┌──

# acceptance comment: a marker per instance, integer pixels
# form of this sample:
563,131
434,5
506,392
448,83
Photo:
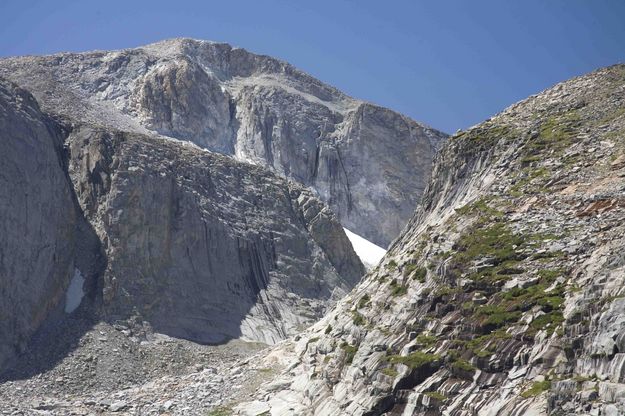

└──

PROBLEM STATEMENT: Restate the data above word for word, omitting every picture.

COMPLETED TASK:
# acceptance comment: a marker per instance, integer pixels
# form of this sample:
563,131
434,5
506,392
448,83
Photo:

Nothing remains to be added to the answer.